Set task :: Nothing in the records may be left out or altered; reproduce them all exactly.

# start of Extracted information

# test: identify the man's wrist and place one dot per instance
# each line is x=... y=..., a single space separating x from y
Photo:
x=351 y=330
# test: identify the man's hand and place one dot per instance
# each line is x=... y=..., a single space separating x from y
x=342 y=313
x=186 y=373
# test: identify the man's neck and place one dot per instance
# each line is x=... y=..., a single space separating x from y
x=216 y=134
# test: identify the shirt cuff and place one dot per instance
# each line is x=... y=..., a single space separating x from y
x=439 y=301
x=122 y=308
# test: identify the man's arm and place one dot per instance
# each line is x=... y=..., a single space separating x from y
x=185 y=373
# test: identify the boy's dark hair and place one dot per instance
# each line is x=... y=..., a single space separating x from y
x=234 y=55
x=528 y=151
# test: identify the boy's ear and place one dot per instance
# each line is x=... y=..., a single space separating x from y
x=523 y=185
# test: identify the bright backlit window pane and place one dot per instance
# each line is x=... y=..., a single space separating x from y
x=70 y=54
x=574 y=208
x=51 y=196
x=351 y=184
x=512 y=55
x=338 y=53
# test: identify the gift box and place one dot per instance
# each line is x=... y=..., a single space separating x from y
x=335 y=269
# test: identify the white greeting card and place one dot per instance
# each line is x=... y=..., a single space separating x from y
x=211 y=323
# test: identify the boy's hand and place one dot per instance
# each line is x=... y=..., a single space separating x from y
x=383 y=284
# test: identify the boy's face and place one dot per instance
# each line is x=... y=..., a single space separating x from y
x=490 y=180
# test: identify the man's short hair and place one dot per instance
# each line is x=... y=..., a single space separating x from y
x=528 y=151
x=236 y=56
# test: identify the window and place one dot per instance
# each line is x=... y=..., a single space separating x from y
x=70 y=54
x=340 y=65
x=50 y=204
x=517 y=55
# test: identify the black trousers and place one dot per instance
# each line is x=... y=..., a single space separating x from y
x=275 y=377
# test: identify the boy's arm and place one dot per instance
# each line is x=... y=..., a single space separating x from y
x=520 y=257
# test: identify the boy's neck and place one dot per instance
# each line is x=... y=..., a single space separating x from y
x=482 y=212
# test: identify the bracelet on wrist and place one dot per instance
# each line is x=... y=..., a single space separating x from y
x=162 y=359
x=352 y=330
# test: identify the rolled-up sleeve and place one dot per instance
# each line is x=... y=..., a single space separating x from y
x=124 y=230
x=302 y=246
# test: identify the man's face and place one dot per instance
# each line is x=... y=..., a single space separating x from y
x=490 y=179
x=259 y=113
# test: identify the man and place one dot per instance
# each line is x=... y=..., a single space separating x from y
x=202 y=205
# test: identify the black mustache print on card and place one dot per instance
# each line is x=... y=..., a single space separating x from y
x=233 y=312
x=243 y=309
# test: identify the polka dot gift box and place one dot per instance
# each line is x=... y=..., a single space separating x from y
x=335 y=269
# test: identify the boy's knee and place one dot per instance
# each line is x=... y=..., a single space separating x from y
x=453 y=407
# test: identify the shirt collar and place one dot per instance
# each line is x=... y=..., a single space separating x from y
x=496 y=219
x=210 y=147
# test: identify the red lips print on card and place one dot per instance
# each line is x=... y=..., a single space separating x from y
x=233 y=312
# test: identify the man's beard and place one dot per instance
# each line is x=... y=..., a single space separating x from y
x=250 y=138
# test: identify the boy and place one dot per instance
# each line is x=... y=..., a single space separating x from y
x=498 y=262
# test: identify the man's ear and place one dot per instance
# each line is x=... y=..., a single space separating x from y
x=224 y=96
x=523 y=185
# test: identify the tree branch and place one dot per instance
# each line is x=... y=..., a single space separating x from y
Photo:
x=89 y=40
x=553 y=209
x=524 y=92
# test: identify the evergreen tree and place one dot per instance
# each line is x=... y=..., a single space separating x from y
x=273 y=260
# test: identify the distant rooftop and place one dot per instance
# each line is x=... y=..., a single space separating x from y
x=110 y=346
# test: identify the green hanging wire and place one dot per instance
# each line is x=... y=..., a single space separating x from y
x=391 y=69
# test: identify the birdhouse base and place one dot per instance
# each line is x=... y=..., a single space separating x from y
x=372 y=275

# end of Extracted information

Full answer ::
# test: identify the man's wrist and place one dot per instance
# each line is x=... y=..., a single space separating x from y
Photo:
x=351 y=330
# test: identify the man's hand and place one dot per instance
# each line is x=... y=..., a single space separating x from y
x=342 y=313
x=186 y=373
# test: identify the man's neck and place one dot per instance
# each line is x=... y=..., a single space separating x from y
x=216 y=134
# test: identify the shirt cuff and place one dot per instance
# each line is x=... y=..., a single space separating x from y
x=439 y=301
x=122 y=308
# test: identify the man's arm and place one dot per instance
# each line is x=... y=..., a single space separating x from y
x=185 y=373
# test: identify the boy's dark hair and place one dot per instance
# each line is x=... y=..., a single space separating x from y
x=234 y=55
x=528 y=151
# test: identify the boy's ear and place one dot per instance
# each line is x=... y=..., a single space separating x from y
x=523 y=185
# test: identify the bright backlit window pane and place one dot per instance
# each line is x=... y=..., a single space separating x from y
x=70 y=54
x=574 y=208
x=51 y=196
x=351 y=184
x=512 y=55
x=338 y=53
# test: identify the gift box and place one dot per instance
# each line is x=... y=..., a single space separating x from y
x=335 y=269
# test: identify the white greeting card and place one dot per instance
# each line is x=... y=..., a single space separating x from y
x=211 y=323
# test: identify the boy's hand and place one dot per instance
# each line is x=... y=..., a single space separating x from y
x=383 y=284
# test: identify the boy's face and place one dot per instance
# each line is x=... y=..., a single space separating x from y
x=490 y=180
# test: identify the man's short hair and place one dot per instance
# each line is x=... y=..., a single space separating x from y
x=528 y=151
x=236 y=56
# test: identify the window and place one dot per instance
# each line is x=... y=..., a single space separating x from y
x=70 y=54
x=340 y=65
x=50 y=204
x=517 y=55
# test: identify the black trousers and place one dot per instance
# each line is x=... y=..., a single space separating x from y
x=275 y=377
# test: identify the boy's arm and place one dot per instance
# each line is x=... y=..., a single space separating x from y
x=520 y=257
# test: identify the boy's neck and place one dot per instance
# each line is x=... y=..., a single space separating x from y
x=482 y=212
# test: identify the bracelet on wrist and place one dot per instance
# each line is x=... y=..., a single space separating x from y
x=162 y=359
x=352 y=330
# test: identify the rolled-up sleeve and place one dot per instance
# each line is x=... y=..., a single space separating x from y
x=124 y=230
x=302 y=246
# test: identify the man's face and place one dot per instance
# each line is x=... y=..., a single space separating x from y
x=490 y=179
x=259 y=113
# test: identify the man and place one dot per instance
# each line is x=... y=..., a single space separating x from y
x=202 y=205
# test: identify the black mustache print on card and place one dot per instance
# each line is x=... y=..., a single space separating x from y
x=233 y=312
x=243 y=309
# test: identify the polka dot gift box and place one dot per instance
# each line is x=... y=..., a single space separating x from y
x=335 y=269
# test: identify the boy's knee and place one dot per instance
# each line is x=... y=..., a single space separating x from y
x=453 y=407
# test: identify the shirt collar and place one dot per instance
# each line is x=... y=..., a single space separating x from y
x=496 y=219
x=210 y=147
# test: identify the red lips print on card and place one dot per instance
# each line is x=... y=..., a single space separating x from y
x=233 y=312
# test: identify the man's beard and place one dot per instance
# each line is x=... y=..., a single space separating x from y
x=250 y=138
# test: identify the boy and place one dot per instance
# each line is x=... y=..., a single space separating x from y
x=498 y=262
# test: identify the man's ear and place one dot per instance
# each line is x=... y=..., a single space separating x from y
x=224 y=96
x=523 y=185
# test: identify the tree branch and place one dot per instance
# each line is x=... y=..., a single space separating x from y
Photo:
x=89 y=40
x=553 y=209
x=524 y=92
# test: identify the evergreen tree and place one dot per instance
# each line is x=... y=..., a single space separating x from y
x=273 y=260
# test: identify the distant rooftop and place one dot per instance
# each line is x=... y=..., a single space separating x from y
x=110 y=346
# test: identify the green hanging wire and place one dot per instance
# each line is x=... y=..., a single space separating x from y
x=391 y=69
# test: identify the birdhouse base and place one dot per instance
# each line is x=... y=..., a single space separating x from y
x=372 y=275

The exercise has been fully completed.